> _Actions à mener_:
**1)** Dans la critique ci-dessous, relevez toutes les fonctions attribuées à Marcial Di Fonzo Bo.
**2)** Comptez les lignes du listing ci-dessous qui contiennent la chaîne « fishing », en respectant la casse. Donnez uniquement le nombre.

> _Texte fourni_:
************

On est allés voir Démons, de Marcial Di Fonzo Bo
- Jude et Max
- 18 oct. 2015
- 6 min de lecture

Di Fonzo (très) Bof THÉÂTRE. Au Rond-Point, le metteur en scène et acteur franco-argentin adapte sans idées ni créativité Démons de Lars Norén.
Il y a, dans une carrière, des dates clés, des moments charnières. 2015 est de ces carrefours pour Marcial Di Fonzo Bo : nommé en janvier directeur du Centre dramatique national de la Comédie à Caen, l’acteur et metteur en scène franco-argentin, qui s’est également essayé à l’opéra ces dernières années, a l’occasion de passer un cap avec la double adaptation de la pièce écrite par Norén en 1984, pour la petite lucarne (diffusion sur Arte) et, donc, le théâtre, dans la toujours impressionnante et prestigieuse salle principale du Rond-Point, dans le VIIIème arrondissement de Paris. De ce qu’on en a vu, c’est raté. L’adaptation télévisée est paraît-il réussie mais sachant qu’elle a en commun avec la pièce non seulement le metteur en scène mais aussi les acteurs, je vois difficilement comment elle pourrait être superbe... À la base de cette pièce est le texte, qui, s’il n'est pas un monument théâtral, est tout de même un classique, de nombreuses fois adapté, cuisiné à toutes les sauces (et pas que des bonnes, la preuve). Un texte qui aborde ce qui est quasiment un topos du théâtre moderne : le délitement du couple.

************

> _Extrait de données_:
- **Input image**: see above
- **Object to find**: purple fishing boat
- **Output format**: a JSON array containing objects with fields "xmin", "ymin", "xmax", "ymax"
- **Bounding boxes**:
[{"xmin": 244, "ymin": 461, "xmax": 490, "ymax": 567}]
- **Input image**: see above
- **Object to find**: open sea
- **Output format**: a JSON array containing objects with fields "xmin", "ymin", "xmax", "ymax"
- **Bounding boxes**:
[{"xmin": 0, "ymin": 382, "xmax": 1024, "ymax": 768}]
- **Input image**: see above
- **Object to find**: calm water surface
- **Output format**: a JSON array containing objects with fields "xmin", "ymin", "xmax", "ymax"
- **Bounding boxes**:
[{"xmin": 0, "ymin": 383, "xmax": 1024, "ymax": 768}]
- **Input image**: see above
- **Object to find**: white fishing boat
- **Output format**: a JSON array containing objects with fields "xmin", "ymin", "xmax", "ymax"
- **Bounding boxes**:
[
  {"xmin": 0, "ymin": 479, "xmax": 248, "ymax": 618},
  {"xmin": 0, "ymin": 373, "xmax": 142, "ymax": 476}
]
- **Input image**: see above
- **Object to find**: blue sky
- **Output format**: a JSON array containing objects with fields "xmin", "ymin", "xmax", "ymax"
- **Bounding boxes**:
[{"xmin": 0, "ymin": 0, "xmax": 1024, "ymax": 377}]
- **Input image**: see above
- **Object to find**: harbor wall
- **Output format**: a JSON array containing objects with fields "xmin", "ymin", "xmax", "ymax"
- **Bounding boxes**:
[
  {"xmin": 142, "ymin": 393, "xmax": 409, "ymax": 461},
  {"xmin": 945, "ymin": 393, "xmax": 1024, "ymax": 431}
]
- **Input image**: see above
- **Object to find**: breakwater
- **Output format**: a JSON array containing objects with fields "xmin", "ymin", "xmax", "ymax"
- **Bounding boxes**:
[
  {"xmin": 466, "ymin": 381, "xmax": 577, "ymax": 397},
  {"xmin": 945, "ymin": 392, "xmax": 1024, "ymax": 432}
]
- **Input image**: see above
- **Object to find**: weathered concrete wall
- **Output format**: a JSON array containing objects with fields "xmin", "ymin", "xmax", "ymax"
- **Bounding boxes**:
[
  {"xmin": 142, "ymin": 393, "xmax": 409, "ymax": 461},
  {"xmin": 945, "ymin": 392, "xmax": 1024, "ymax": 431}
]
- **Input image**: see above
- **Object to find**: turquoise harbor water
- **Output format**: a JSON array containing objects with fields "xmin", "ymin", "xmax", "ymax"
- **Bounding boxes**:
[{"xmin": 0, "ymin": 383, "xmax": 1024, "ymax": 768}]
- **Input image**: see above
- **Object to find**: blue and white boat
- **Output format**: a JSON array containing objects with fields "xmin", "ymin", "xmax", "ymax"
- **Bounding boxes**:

************

> _Réponses aux exercices_:
**1)** metteur en scène, acteur, directeur du Centre dramatique national de la Comédie à Caen

**2)** 2